___ ENTRIES ___

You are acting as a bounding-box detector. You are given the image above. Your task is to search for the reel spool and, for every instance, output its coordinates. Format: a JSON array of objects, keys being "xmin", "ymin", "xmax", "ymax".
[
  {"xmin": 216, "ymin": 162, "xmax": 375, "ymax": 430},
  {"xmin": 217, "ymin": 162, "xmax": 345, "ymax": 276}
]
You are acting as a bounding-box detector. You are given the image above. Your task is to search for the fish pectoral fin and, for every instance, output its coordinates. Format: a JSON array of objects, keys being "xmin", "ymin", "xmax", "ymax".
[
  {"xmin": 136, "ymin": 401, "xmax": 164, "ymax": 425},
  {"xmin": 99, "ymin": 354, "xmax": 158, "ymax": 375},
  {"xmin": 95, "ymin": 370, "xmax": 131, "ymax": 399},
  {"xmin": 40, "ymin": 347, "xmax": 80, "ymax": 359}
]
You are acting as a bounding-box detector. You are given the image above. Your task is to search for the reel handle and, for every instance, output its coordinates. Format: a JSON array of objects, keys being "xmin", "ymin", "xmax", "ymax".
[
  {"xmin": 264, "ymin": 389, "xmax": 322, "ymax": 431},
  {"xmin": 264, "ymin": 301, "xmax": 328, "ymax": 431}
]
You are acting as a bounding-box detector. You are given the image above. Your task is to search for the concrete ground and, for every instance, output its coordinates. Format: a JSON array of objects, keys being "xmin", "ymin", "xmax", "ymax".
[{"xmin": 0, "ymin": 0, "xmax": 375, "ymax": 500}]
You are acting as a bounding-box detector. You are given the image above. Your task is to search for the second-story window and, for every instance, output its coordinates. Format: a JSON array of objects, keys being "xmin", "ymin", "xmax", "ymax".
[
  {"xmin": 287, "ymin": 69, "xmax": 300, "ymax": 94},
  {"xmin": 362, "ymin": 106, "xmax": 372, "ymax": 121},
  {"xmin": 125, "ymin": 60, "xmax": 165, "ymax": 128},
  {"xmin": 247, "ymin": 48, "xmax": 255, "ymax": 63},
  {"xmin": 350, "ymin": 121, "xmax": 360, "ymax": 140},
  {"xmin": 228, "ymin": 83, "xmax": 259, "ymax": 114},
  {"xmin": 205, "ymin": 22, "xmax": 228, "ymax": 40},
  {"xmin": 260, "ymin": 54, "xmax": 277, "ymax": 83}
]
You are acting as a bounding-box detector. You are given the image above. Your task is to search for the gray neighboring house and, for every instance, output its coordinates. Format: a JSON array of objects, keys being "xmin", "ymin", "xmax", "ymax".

___

# [REQUIRED WORK]
Turn the lines above into a Markdown table with two columns, Row and Line. Number each row in the Row column, put the line's text in the Line column, and leave out any blank lines.

# [SOLUTION TO THIS PROBLEM]
| Row | Line |
|---|---|
| 1 | You are acting as a bounding-box detector. You are given the image above. Your task is to search for the reel spool and, for every instance, output its coordinates. Format: a JSON array of objects, keys being "xmin", "ymin", "xmax", "ymax". |
| 2 | [ |
| 3 |   {"xmin": 216, "ymin": 162, "xmax": 375, "ymax": 430}, |
| 4 |   {"xmin": 217, "ymin": 162, "xmax": 345, "ymax": 276} |
| 5 | ] |
| 6 | You are acting as a bounding-box detector. You are given the image above. Your task is to search for the fish pectoral fin and, for every instance, output its coordinates. Format: a JSON array of objects, keys being "xmin", "ymin", "xmax", "ymax". |
| 7 | [ |
| 8 |   {"xmin": 136, "ymin": 401, "xmax": 164, "ymax": 425}, |
| 9 |   {"xmin": 99, "ymin": 354, "xmax": 158, "ymax": 375}, |
| 10 |   {"xmin": 95, "ymin": 370, "xmax": 131, "ymax": 399}, |
| 11 |   {"xmin": 40, "ymin": 347, "xmax": 80, "ymax": 359} |
| 12 | ] |
| 13 | You are acting as a bounding-box detector. You are given the image above. Your task is to search for the reel handle and, for every instance, output its coordinates. Format: a JSON array of objects, keys being "xmin", "ymin", "xmax", "ymax". |
| 14 | [ |
| 15 |   {"xmin": 264, "ymin": 389, "xmax": 322, "ymax": 431}, |
| 16 |   {"xmin": 264, "ymin": 301, "xmax": 328, "ymax": 431} |
| 17 | ] |
| 18 | You are acting as a bounding-box detector. You are given the image above. Your task is to search for the concrete ground and, for every instance, output its coordinates. Format: a JSON array of objects, keys being "xmin", "ymin", "xmax", "ymax". |
| 19 | [{"xmin": 0, "ymin": 0, "xmax": 375, "ymax": 500}] |
| 20 | You are acting as a bounding-box detector. You are given the image above. Your task is to search for the second-story window and, for every instance, output its coordinates. Format: a JSON array of objects, keys being "xmin", "ymin", "xmax", "ymax". |
| 21 | [ |
| 22 |   {"xmin": 287, "ymin": 69, "xmax": 300, "ymax": 94}, |
| 23 |   {"xmin": 362, "ymin": 106, "xmax": 372, "ymax": 121}, |
| 24 |   {"xmin": 125, "ymin": 60, "xmax": 165, "ymax": 128}, |
| 25 |   {"xmin": 247, "ymin": 48, "xmax": 255, "ymax": 63}, |
| 26 |   {"xmin": 350, "ymin": 121, "xmax": 360, "ymax": 140}, |
| 27 |   {"xmin": 228, "ymin": 83, "xmax": 259, "ymax": 114}, |
| 28 |   {"xmin": 205, "ymin": 22, "xmax": 228, "ymax": 40}, |
| 29 |   {"xmin": 260, "ymin": 54, "xmax": 277, "ymax": 83} |
| 30 | ] |
| 31 | You are acting as a bounding-box detector. You are given the image above. Your task is to search for the gray neighboring house and, for every instance, output its coordinates. Format: a JSON array of objects, keys being "xmin", "ymin", "xmax", "ymax". |